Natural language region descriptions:
==============================

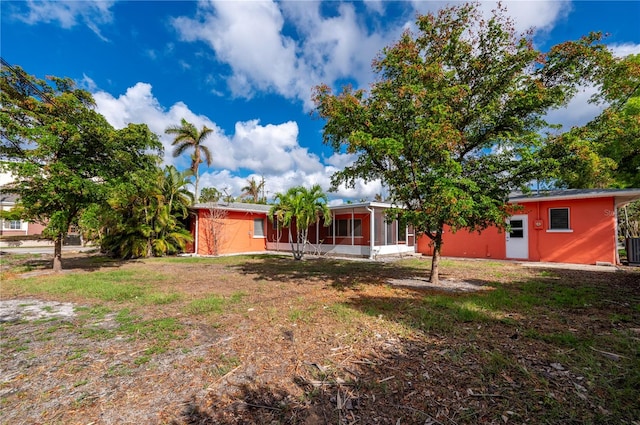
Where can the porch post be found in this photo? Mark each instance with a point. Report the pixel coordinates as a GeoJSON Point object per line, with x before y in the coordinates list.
{"type": "Point", "coordinates": [352, 227]}
{"type": "Point", "coordinates": [372, 230]}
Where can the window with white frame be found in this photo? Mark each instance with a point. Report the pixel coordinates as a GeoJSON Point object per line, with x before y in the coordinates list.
{"type": "Point", "coordinates": [559, 219]}
{"type": "Point", "coordinates": [343, 227]}
{"type": "Point", "coordinates": [258, 228]}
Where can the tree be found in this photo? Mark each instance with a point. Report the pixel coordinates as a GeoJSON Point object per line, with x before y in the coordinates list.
{"type": "Point", "coordinates": [453, 124]}
{"type": "Point", "coordinates": [174, 188]}
{"type": "Point", "coordinates": [253, 190]}
{"type": "Point", "coordinates": [187, 136]}
{"type": "Point", "coordinates": [61, 151]}
{"type": "Point", "coordinates": [606, 151]}
{"type": "Point", "coordinates": [213, 228]}
{"type": "Point", "coordinates": [210, 194]}
{"type": "Point", "coordinates": [300, 207]}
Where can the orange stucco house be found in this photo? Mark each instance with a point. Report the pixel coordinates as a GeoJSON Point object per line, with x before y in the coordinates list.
{"type": "Point", "coordinates": [568, 226]}
{"type": "Point", "coordinates": [359, 229]}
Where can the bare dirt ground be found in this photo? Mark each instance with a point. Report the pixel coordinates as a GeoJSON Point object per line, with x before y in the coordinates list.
{"type": "Point", "coordinates": [327, 343]}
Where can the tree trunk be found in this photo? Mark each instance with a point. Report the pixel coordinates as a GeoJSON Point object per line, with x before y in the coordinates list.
{"type": "Point", "coordinates": [57, 253]}
{"type": "Point", "coordinates": [435, 260]}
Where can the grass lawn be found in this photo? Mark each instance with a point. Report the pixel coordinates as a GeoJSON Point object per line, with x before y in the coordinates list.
{"type": "Point", "coordinates": [265, 339]}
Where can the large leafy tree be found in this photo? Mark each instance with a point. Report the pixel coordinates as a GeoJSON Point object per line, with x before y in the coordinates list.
{"type": "Point", "coordinates": [606, 151]}
{"type": "Point", "coordinates": [299, 208]}
{"type": "Point", "coordinates": [61, 151]}
{"type": "Point", "coordinates": [188, 137]}
{"type": "Point", "coordinates": [253, 190]}
{"type": "Point", "coordinates": [453, 123]}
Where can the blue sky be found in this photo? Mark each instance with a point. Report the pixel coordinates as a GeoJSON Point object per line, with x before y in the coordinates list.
{"type": "Point", "coordinates": [246, 68]}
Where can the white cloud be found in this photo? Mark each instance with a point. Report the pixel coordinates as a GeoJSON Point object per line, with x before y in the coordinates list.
{"type": "Point", "coordinates": [256, 40]}
{"type": "Point", "coordinates": [271, 151]}
{"type": "Point", "coordinates": [67, 14]}
{"type": "Point", "coordinates": [250, 38]}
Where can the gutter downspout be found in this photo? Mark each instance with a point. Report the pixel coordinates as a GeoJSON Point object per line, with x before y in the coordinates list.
{"type": "Point", "coordinates": [371, 231]}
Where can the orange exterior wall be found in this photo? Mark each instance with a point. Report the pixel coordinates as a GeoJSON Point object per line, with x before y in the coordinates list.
{"type": "Point", "coordinates": [364, 240]}
{"type": "Point", "coordinates": [237, 233]}
{"type": "Point", "coordinates": [592, 239]}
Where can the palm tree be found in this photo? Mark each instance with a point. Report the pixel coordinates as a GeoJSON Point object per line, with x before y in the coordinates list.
{"type": "Point", "coordinates": [300, 207]}
{"type": "Point", "coordinates": [253, 189]}
{"type": "Point", "coordinates": [187, 136]}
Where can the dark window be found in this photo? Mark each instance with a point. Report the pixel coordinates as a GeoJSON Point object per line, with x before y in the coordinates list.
{"type": "Point", "coordinates": [559, 218]}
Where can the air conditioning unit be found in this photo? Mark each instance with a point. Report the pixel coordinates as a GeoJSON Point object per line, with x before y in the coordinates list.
{"type": "Point", "coordinates": [632, 246]}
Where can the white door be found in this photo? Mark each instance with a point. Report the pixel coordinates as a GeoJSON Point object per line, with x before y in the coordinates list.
{"type": "Point", "coordinates": [518, 237]}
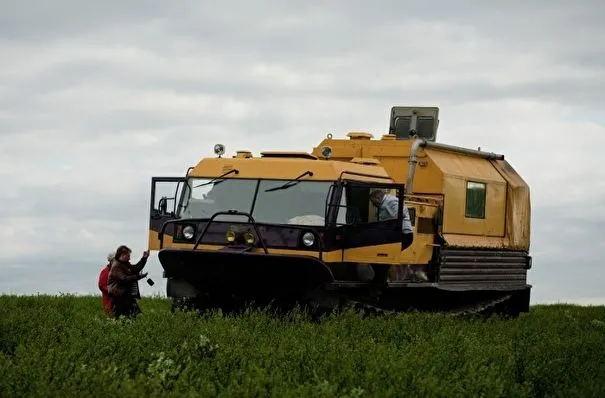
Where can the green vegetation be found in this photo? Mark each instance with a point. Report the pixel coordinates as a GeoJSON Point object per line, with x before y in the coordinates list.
{"type": "Point", "coordinates": [65, 346]}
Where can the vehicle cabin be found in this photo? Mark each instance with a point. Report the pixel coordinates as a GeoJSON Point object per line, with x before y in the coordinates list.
{"type": "Point", "coordinates": [275, 189]}
{"type": "Point", "coordinates": [485, 202]}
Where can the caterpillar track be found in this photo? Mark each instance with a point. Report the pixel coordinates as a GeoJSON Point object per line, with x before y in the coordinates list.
{"type": "Point", "coordinates": [473, 309]}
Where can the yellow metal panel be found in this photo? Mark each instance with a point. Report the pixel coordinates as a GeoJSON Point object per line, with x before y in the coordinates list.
{"type": "Point", "coordinates": [455, 204]}
{"type": "Point", "coordinates": [518, 209]}
{"type": "Point", "coordinates": [284, 168]}
{"type": "Point", "coordinates": [379, 254]}
{"type": "Point", "coordinates": [465, 166]}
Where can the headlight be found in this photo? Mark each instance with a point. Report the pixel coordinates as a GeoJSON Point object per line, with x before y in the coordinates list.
{"type": "Point", "coordinates": [308, 239]}
{"type": "Point", "coordinates": [188, 232]}
{"type": "Point", "coordinates": [249, 237]}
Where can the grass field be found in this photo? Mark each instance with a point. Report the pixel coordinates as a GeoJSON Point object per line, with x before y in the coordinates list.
{"type": "Point", "coordinates": [65, 346]}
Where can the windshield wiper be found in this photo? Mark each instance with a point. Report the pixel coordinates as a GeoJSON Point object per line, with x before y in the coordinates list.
{"type": "Point", "coordinates": [291, 183]}
{"type": "Point", "coordinates": [236, 171]}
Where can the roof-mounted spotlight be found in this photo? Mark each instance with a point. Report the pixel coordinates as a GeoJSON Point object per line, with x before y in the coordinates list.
{"type": "Point", "coordinates": [326, 152]}
{"type": "Point", "coordinates": [219, 150]}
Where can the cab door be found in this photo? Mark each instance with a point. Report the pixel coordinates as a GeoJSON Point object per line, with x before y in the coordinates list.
{"type": "Point", "coordinates": [166, 197]}
{"type": "Point", "coordinates": [365, 239]}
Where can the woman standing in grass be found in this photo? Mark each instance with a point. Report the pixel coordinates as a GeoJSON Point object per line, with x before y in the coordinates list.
{"type": "Point", "coordinates": [106, 300]}
{"type": "Point", "coordinates": [123, 282]}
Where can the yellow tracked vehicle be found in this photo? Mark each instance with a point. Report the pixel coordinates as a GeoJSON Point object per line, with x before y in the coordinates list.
{"type": "Point", "coordinates": [296, 227]}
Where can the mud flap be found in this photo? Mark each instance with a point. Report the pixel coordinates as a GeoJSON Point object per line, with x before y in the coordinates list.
{"type": "Point", "coordinates": [245, 272]}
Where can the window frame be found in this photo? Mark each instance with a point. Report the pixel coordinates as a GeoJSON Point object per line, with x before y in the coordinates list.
{"type": "Point", "coordinates": [470, 209]}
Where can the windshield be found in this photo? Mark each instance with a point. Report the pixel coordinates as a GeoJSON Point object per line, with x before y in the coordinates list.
{"type": "Point", "coordinates": [301, 203]}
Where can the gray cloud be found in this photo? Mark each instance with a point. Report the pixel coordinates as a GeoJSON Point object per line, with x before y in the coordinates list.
{"type": "Point", "coordinates": [95, 99]}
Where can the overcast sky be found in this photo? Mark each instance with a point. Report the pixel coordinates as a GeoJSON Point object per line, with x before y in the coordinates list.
{"type": "Point", "coordinates": [97, 98]}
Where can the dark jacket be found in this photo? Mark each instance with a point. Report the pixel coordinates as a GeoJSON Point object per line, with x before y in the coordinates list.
{"type": "Point", "coordinates": [123, 278]}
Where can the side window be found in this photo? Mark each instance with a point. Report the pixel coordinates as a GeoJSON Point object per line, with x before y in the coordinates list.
{"type": "Point", "coordinates": [361, 201]}
{"type": "Point", "coordinates": [475, 199]}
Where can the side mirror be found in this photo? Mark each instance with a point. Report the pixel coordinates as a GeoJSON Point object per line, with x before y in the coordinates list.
{"type": "Point", "coordinates": [163, 205]}
{"type": "Point", "coordinates": [155, 214]}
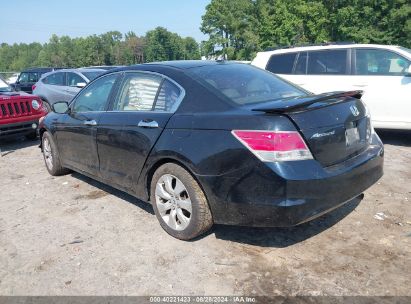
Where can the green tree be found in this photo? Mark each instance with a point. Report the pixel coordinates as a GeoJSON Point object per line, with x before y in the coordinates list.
{"type": "Point", "coordinates": [163, 45]}
{"type": "Point", "coordinates": [230, 26]}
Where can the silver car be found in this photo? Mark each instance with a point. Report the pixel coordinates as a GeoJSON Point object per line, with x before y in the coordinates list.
{"type": "Point", "coordinates": [63, 85]}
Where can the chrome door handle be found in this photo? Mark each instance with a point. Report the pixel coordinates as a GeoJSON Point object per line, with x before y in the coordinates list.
{"type": "Point", "coordinates": [148, 124]}
{"type": "Point", "coordinates": [90, 123]}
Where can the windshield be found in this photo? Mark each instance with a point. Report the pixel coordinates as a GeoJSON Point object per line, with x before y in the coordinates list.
{"type": "Point", "coordinates": [4, 87]}
{"type": "Point", "coordinates": [244, 84]}
{"type": "Point", "coordinates": [92, 75]}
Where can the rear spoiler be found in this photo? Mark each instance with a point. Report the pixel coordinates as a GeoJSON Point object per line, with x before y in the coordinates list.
{"type": "Point", "coordinates": [296, 104]}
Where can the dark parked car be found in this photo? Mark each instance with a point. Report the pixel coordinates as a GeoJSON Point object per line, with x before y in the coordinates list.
{"type": "Point", "coordinates": [215, 142]}
{"type": "Point", "coordinates": [29, 77]}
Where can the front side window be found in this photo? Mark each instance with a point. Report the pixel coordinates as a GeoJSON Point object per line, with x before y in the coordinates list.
{"type": "Point", "coordinates": [138, 92]}
{"type": "Point", "coordinates": [327, 62]}
{"type": "Point", "coordinates": [244, 84]}
{"type": "Point", "coordinates": [168, 98]}
{"type": "Point", "coordinates": [380, 62]}
{"type": "Point", "coordinates": [4, 87]}
{"type": "Point", "coordinates": [301, 66]}
{"type": "Point", "coordinates": [24, 77]}
{"type": "Point", "coordinates": [54, 79]}
{"type": "Point", "coordinates": [73, 80]}
{"type": "Point", "coordinates": [95, 97]}
{"type": "Point", "coordinates": [281, 64]}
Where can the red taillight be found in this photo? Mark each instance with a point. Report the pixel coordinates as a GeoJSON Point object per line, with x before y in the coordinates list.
{"type": "Point", "coordinates": [272, 146]}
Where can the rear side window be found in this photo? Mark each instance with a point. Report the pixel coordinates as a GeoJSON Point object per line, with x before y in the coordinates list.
{"type": "Point", "coordinates": [74, 80]}
{"type": "Point", "coordinates": [95, 97]}
{"type": "Point", "coordinates": [281, 64]}
{"type": "Point", "coordinates": [327, 62]}
{"type": "Point", "coordinates": [244, 84]}
{"type": "Point", "coordinates": [138, 92]}
{"type": "Point", "coordinates": [54, 79]}
{"type": "Point", "coordinates": [380, 62]}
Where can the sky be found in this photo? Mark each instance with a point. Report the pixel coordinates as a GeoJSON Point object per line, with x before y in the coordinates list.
{"type": "Point", "coordinates": [36, 20]}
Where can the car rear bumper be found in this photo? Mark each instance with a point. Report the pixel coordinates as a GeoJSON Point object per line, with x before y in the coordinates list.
{"type": "Point", "coordinates": [288, 194]}
{"type": "Point", "coordinates": [20, 128]}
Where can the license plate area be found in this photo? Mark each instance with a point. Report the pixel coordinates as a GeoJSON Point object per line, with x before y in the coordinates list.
{"type": "Point", "coordinates": [352, 134]}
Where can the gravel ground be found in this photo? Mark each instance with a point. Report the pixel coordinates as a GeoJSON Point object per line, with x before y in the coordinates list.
{"type": "Point", "coordinates": [73, 236]}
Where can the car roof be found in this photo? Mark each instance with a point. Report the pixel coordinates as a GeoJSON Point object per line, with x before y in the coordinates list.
{"type": "Point", "coordinates": [40, 69]}
{"type": "Point", "coordinates": [328, 46]}
{"type": "Point", "coordinates": [180, 64]}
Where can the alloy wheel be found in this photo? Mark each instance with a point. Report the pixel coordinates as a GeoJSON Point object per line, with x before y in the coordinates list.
{"type": "Point", "coordinates": [173, 202]}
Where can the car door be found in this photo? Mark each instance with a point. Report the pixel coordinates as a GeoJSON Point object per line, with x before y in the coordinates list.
{"type": "Point", "coordinates": [381, 74]}
{"type": "Point", "coordinates": [127, 133]}
{"type": "Point", "coordinates": [76, 134]}
{"type": "Point", "coordinates": [74, 83]}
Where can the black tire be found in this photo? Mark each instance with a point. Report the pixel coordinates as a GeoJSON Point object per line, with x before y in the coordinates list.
{"type": "Point", "coordinates": [53, 165]}
{"type": "Point", "coordinates": [32, 136]}
{"type": "Point", "coordinates": [200, 218]}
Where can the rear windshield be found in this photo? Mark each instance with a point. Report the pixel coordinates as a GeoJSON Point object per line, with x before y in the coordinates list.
{"type": "Point", "coordinates": [244, 84]}
{"type": "Point", "coordinates": [92, 75]}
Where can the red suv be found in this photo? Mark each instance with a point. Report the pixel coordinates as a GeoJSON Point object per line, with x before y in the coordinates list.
{"type": "Point", "coordinates": [19, 112]}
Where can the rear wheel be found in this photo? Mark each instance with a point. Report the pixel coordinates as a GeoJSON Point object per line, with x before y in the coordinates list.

==============================

### PROBLEM STATEMENT
Write out word for word every line from the one containing "Where can the rear windshield" through the last line of the data, and no other line.

### RESPONSE BOX
Where can the rear windshield be found in this photo? Mark each instance with a point. Report the pixel coordinates as a GeoJSON Point object per line, with x before y in the coordinates list.
{"type": "Point", "coordinates": [244, 84]}
{"type": "Point", "coordinates": [92, 75]}
Where can the red suv be found in this photo? Mark each instance with a point. Report the pixel coordinates as a GeoJSON Point object per line, with x before y in the coordinates list.
{"type": "Point", "coordinates": [19, 112]}
Where can the rear wheel be found in this photo? Mark each instance with a point. Report the pixel coordinates as a GeoJSON Point object per line, with x before y in the coordinates list.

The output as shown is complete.